**Given request**
Turn the items below into a JSON list of strings, one string per line, skipping blank lines. Leave the pictures out.

Items on locating named things
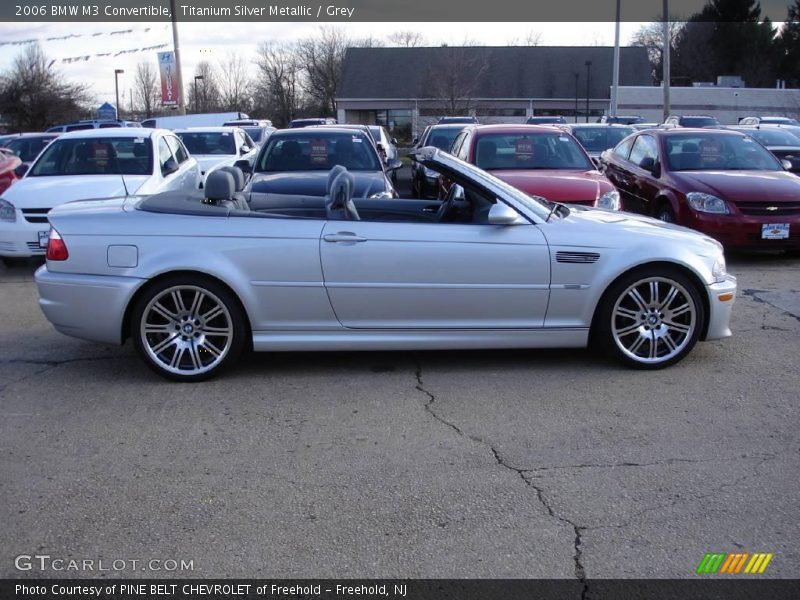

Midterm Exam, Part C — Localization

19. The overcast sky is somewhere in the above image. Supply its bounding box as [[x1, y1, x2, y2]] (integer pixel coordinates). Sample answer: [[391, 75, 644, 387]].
[[0, 22, 642, 108]]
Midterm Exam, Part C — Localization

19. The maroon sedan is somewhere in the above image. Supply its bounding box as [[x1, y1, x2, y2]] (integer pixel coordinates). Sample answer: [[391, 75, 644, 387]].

**Solved problem**
[
  "Midterm Exam, Part C — Localization",
  "19. The overcast sky is somewhere in the above image. Supply its bounding box as [[x1, y1, x2, y2]] (integer pixel coordinates). Sample answer: [[391, 75, 644, 387]].",
  "[[0, 22, 642, 108]]",
  "Midterm Exam, Part C — Localization",
  "19. The maroon sedan is somewhere in the above image. Supply its bounding box as [[x1, y1, x2, y2]] (integer pixel coordinates). Sample answer: [[391, 75, 644, 387]]."
]